Lines holding the word "truck" in the following material must be counted; give only the resulting number.

=== GIVEN RECORDS ===

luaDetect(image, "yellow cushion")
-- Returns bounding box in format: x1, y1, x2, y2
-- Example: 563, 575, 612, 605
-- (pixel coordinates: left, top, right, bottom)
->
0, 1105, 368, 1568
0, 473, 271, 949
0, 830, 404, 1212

===
=== GIVEN RECORDS ===

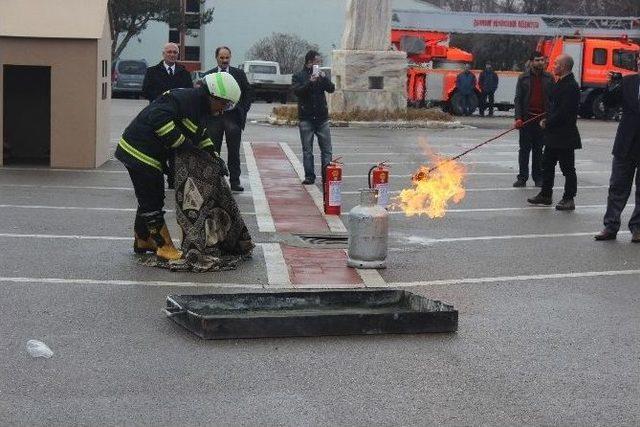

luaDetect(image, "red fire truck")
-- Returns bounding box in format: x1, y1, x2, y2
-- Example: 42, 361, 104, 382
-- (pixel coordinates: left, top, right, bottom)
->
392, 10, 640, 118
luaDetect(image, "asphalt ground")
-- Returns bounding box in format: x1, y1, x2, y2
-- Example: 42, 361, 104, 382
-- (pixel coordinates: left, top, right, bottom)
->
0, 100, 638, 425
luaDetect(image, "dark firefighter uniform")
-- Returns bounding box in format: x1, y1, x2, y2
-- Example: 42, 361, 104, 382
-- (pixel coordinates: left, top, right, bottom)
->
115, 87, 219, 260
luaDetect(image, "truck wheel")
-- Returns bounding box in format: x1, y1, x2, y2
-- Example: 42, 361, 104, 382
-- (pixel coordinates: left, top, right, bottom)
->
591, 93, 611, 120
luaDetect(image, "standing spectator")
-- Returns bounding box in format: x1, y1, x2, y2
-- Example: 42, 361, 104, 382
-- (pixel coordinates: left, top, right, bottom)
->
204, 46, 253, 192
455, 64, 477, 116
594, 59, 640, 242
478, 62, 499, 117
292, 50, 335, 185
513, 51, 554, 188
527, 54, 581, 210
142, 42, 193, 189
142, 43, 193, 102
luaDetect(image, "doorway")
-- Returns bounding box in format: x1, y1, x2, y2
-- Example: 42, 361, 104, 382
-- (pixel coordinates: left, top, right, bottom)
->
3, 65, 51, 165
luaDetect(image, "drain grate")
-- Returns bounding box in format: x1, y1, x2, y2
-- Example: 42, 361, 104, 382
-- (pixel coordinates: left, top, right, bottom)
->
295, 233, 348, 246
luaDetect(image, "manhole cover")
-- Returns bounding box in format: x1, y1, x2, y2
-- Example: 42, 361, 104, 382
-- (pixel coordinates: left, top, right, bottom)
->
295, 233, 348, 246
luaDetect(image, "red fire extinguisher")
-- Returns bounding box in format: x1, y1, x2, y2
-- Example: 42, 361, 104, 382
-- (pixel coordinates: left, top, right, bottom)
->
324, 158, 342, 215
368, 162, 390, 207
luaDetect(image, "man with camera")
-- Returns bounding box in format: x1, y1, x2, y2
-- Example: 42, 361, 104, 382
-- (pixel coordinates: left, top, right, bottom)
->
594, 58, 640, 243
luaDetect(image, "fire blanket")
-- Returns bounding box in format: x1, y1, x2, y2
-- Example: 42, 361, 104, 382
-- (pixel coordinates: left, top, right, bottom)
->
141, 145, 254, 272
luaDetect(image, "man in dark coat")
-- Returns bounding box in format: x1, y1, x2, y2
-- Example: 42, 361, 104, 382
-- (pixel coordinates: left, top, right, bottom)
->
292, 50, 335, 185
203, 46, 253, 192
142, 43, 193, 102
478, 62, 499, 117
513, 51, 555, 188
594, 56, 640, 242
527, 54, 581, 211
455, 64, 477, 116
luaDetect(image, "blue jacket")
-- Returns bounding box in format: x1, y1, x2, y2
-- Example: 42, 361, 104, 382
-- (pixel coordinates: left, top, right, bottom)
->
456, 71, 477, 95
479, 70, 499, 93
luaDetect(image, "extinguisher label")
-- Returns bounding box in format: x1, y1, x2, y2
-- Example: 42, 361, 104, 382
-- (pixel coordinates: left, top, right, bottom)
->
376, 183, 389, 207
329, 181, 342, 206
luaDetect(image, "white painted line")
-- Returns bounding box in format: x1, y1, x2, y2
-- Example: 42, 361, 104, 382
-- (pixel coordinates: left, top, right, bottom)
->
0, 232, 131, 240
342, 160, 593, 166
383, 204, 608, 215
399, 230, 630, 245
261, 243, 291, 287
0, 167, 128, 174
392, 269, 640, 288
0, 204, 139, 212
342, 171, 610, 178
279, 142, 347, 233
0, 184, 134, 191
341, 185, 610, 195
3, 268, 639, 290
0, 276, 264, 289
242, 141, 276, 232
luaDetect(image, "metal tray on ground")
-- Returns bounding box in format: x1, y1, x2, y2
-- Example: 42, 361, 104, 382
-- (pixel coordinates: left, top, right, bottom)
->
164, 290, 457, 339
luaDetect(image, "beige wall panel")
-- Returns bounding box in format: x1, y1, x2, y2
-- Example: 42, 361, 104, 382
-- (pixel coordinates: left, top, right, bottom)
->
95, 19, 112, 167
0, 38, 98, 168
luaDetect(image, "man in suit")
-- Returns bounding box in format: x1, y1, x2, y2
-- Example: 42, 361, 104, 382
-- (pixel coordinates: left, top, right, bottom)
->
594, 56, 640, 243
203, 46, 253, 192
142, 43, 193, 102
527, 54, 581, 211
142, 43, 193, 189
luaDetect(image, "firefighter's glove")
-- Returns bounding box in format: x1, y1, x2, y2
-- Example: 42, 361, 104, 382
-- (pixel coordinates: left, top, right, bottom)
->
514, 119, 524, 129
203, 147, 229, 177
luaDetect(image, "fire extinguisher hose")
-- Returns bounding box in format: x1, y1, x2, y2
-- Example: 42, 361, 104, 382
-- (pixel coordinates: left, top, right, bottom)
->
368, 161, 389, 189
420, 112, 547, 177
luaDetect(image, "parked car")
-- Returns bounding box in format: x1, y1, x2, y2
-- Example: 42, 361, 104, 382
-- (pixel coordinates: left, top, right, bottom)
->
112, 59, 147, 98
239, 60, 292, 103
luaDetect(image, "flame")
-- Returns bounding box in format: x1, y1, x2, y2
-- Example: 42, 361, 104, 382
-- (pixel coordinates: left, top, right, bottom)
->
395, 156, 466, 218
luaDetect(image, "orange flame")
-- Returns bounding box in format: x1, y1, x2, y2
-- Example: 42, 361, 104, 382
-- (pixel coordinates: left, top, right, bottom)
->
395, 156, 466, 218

===

- EXERCISE OUTPUT: 2